Stated task 1 —
From the article on Joseph Fuqua:
(a) At which university did Fuqua spend three years before his internship with the Cincinnati Playhouse in the Park?
(b) What role did he play in the films Gettysburg and Gods and Generals?
(c) Who directed him as Hamlet at Rubicon?
Stated task 2 —
Write out, word for word, the part of the article on Joseph Fuqua that opens with the words containing "He is perhaps" and closes with "Elementary and Numb3rs.".

Text to read —
[Begin]

= Joseph Fuqua =

American dramatist

Joseph Bernard Fuqua (born May 3, 1962 in Washington, D.C.) is an American actor, director, instructor and playwright.

== Career ==
Fuqua attained his Actor's Equity card after a two-year internship with the Cincinnati Playhouse in the Park (this after three years at James Madison University). Fuqua received his graduate-level training at the Yale School of Drama and moved back to New York City upon graduation. He joined the Cuccaracha Theater of Soho and spent six years as a company member.

He is perhaps best known for his role as J. E. B. Stuart in the films Gettysburg and Gods and Generals. Fuqua also appears in the films David Searching opposite Camryn Manheim, Heyday, Something Else, and has an uncredited appearance as Bond Trader Boyce, a stockbroker, in Ed's Next Move.

He has guest starred in the television series The X-Files (in the episode "Synchrony"), Star Trek: Deep Space Nine (in the episode "Rocks and Shoals"), Chicago Hope (in the episode "Gun with the Wind"), Becker, NYPD Blue, Beyond Belief: Fact or Fiction, Profiler, G vs E, Brooklyn South and The Wright Verdicts. Joseph also appeared in the pilots for Second Nature, Born and Bred, Elementary and Numb3rs.

Fuqua has acted in over 100 plays over the past 30 years, and is the first permanent company member at the Rubicon Theatre Company in Ventura, California. He has acted in 30 plays at Rubicon over the course of 15 seasons (with his 30th appearance in fall 2014). Fuqua received an L.A. Ovation Award (Rubicon's first Ovation Award) for his performance as George in Arthur Miller's All My Sons, directed by Rubicon Artistic Director James O'Neill.

Throughout his tenure at Rubicon, Fuqua has played a variety of characters of different ages, types, dialects, and backgrounds. For Rubicon's 2006–2007 Balancing Acts season, Joseph played Hamlet, under the direction of Rubicon Artistic Associate Jenny Sullivan, for which he received the 2007 Indy Award for Best Actor and the 2007 Santa Barbara Independent Leading Actor Award.

[End]

Pointing dataset excerpts
[Begin]

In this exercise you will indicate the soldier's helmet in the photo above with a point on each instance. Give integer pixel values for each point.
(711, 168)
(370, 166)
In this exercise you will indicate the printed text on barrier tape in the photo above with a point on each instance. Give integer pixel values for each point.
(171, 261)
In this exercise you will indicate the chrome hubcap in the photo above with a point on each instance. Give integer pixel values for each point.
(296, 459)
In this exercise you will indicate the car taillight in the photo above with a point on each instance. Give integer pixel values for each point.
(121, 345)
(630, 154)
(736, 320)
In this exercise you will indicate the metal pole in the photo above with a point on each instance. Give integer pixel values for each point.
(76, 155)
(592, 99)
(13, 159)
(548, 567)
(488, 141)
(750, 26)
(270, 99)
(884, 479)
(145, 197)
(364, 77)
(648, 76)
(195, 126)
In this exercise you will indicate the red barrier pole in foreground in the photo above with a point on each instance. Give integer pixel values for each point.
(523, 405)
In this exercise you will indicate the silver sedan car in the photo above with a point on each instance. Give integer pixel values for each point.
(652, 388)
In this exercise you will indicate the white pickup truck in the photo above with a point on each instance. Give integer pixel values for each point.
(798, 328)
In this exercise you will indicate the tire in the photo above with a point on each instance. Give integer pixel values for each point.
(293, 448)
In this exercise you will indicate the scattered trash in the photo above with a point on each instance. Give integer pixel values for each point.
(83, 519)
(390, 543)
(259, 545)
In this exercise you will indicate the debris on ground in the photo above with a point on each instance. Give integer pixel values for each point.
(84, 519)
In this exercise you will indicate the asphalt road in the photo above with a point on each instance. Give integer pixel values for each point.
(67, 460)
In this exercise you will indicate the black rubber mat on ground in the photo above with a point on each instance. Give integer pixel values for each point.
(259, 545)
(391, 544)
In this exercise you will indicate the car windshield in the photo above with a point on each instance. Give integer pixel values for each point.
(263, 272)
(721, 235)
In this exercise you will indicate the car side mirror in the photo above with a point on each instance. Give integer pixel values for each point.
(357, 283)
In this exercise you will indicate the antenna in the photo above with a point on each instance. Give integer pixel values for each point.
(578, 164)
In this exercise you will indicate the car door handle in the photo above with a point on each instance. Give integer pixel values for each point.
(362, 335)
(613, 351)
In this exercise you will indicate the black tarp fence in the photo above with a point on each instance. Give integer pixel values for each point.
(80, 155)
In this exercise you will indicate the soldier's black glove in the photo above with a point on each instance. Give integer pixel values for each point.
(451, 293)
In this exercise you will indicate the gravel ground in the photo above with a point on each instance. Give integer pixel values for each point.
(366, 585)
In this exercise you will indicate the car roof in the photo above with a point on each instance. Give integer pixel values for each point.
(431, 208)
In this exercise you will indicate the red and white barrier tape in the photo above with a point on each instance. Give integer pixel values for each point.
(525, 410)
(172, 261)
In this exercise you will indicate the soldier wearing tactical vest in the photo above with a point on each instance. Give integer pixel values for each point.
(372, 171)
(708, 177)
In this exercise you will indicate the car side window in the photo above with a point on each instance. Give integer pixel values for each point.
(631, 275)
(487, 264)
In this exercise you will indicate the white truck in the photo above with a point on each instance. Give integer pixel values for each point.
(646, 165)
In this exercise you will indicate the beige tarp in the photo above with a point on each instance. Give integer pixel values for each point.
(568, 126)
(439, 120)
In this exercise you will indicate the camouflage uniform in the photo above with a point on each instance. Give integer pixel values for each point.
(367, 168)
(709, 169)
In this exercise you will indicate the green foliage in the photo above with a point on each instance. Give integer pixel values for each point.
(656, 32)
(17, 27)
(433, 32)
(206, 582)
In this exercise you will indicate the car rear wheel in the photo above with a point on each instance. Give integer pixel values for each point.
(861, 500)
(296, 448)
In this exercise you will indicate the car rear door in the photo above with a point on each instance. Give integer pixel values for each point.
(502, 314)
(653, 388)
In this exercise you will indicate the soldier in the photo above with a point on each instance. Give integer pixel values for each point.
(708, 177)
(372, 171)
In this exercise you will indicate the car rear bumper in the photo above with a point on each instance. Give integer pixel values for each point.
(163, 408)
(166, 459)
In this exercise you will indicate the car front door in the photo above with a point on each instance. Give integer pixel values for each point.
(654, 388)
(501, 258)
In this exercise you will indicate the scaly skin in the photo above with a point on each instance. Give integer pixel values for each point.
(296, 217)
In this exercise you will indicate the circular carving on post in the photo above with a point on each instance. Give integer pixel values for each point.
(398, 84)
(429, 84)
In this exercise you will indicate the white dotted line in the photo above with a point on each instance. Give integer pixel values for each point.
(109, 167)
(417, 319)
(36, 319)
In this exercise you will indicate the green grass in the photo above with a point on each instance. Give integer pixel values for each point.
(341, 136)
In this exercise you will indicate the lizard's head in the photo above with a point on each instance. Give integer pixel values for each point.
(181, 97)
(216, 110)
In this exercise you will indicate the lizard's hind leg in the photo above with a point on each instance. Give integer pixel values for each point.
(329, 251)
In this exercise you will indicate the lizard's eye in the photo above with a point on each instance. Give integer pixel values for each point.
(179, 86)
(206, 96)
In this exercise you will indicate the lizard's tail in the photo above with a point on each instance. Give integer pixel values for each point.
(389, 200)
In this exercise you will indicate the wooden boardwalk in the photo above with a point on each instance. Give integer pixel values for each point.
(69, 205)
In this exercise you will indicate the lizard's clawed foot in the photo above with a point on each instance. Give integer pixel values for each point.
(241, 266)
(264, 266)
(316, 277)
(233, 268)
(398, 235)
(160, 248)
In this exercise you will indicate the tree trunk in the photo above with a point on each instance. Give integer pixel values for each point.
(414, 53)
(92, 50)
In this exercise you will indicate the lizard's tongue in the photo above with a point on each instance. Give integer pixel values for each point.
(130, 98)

[End]

Full output 1 —
(a) James Madison University
(b) J. E. B. Stuart
(c) Jenny Sullivan

Full output 2 —
He is perhaps best known for his role as J. E. B. Stuart in the films Gettysburg and Gods and Generals. Fuqua also appears in the films David Searching opposite Camryn Manheim, Heyday, Something Else, and has an uncredited appearance as Bond Trader Boyce, a stockbroker, in Ed's Next Move.

He has guest starred in the television series The X-Files (in the episode "Synchrony"), Star Trek: Deep Space Nine (in the episode "Rocks and Shoals"), Chicago Hope (in the episode "Gun with the Wind"), Becker, NYPD Blue, Beyond Belief: Fact or Fiction, Profiler, G vs E, Brooklyn South and The Wright Verdicts. Joseph also appeared in the pilots for Second Nature, Born and Bred, Elementary and Numb3rs.